▶ **Selected extract**
## BEGIN

Skip to main content

Inclusion, Justice and Scapegoating: Balancing out Verdicts

Table of Contents

I will begin this writing with an expression: ‘A cockroach cannot be innocent in the gatherings of fowls.’ Is this a ‘matter of fact’ or a ‘matter of statement?’ From experience, cockroaches are insects while fowls are birds and as such, the latter appear as predators of the former. Fowls can have cockroaches as food. The cockroaches before fowls are convicted, condemned, and eaten as food. That’s the way nature has planned it. If the fowls can talk, they will argue that it is justifiable to feed on cockroaches. But for cockroaches, it is not fair that they are condemned as food for fowls. No matter what they do, their innocence always turns out with a guilty verdict. For cockroaches, there is no justice.

The expression above can also be a ‘matter of statement’ since it is an empirical declaration. You can either agree or disagree with it. Your disagreement does not make the expression disappear or meaningless. Hence, the meaning of the expression is a posteriori deducible.  

Fowls and Cockroaches Analogy 

When I consider the terms ‘inclusion, justice, and scapegoating,’ I tend to liken them to how the cockroaches have been inured to the cruelty of fowls. A cockroach amid fowls is never innocent; the verdict is always guilty as charged. The question I ask is: Is there a way to balance out the domination of the fowls and the subservience of cockroaches?

## END

▶ **Written task 1**
Revise the passage of the essay starting with "When I consider" and going on through "subservience of cockroaches?", swapping "fowls" for "hens" each time it appears.
The essay above and the entries that follow have no connection to each other.

▶ **Exercise materials**
## BEGIN

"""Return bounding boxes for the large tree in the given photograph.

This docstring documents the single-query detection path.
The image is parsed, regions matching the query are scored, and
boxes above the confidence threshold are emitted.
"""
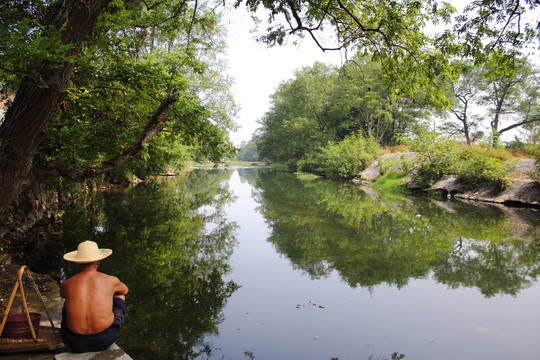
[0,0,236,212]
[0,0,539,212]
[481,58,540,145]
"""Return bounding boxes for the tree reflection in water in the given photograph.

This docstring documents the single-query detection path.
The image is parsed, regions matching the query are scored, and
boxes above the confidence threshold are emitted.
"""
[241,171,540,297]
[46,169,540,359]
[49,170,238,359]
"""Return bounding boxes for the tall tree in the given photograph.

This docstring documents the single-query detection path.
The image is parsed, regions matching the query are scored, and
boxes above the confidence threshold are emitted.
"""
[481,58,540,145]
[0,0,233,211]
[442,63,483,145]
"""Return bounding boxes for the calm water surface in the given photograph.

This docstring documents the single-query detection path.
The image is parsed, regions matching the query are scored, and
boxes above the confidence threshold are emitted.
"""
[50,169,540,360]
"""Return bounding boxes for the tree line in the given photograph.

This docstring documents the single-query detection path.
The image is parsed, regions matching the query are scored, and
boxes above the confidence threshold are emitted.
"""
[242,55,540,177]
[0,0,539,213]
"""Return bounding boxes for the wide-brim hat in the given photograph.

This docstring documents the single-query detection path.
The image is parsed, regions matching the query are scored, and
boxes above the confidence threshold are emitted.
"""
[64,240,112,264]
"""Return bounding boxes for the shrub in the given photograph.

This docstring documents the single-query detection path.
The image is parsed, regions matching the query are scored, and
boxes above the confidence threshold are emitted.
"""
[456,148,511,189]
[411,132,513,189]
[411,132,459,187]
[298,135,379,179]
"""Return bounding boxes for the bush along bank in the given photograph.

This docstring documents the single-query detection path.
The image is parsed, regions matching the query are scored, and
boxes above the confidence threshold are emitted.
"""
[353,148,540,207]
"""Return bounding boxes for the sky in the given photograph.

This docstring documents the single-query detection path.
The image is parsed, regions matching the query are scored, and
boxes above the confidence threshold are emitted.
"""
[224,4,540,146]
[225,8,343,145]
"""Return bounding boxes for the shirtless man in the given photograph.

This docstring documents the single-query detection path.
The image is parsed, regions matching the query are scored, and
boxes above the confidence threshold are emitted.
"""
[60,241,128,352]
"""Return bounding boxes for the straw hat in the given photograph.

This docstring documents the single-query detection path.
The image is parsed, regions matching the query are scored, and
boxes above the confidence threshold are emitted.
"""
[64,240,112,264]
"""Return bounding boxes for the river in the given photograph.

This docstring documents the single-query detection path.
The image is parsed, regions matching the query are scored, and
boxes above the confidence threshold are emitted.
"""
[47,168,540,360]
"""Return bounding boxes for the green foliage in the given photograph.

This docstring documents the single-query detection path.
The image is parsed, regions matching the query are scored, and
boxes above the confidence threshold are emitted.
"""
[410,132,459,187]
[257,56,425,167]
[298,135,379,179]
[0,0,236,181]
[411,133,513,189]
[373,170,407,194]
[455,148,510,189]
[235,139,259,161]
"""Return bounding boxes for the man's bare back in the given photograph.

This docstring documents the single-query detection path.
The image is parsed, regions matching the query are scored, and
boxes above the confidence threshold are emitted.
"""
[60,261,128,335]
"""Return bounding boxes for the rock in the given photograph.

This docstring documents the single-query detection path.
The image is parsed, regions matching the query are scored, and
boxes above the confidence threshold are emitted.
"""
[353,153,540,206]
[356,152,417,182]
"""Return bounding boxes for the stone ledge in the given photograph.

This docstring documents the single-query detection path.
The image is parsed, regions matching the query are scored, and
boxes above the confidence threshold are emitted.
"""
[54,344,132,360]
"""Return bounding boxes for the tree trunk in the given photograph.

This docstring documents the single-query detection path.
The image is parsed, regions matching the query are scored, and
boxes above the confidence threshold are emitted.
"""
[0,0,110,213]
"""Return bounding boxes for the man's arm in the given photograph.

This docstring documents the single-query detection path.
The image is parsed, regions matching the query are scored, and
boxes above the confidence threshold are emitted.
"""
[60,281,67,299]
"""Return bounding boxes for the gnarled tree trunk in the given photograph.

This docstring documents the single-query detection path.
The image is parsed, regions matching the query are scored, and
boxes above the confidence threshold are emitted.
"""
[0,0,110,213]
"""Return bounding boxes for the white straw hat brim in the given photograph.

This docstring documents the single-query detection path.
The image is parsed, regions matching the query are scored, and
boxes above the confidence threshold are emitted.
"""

## END

▶ **Written task 2**
Reproduce the lines of the entries above, starting with the line with "foliage in the given photograph." and going on through the line with "[235,139,259,161]", both included.

▶ **Expected answer 1**
When I consider the terms ‘inclusion, justice, and scapegoating,’ I tend to liken them to how the cockroaches have been inured to the cruelty of hens. A cockroach amid hens is never innocent; the verdict is always guilty as charged. The question I ask is: Is there a way to balance out the domination of the hens and the subservience of cockroaches?

▶ **Expected answer 2**
"""Return bounding boxes for the green foliage in the given photograph.

This docstring documents the single-query detection path.
The image is parsed, regions matching the query are scored, and
boxes above the confidence threshold are emitted.
"""
[410,132,459,187]
[257,56,425,167]
[298,135,379,179]
[0,0,236,181]
[411,133,513,189]
[373,170,407,194]
[455,148,510,189]
[235,139,259,161]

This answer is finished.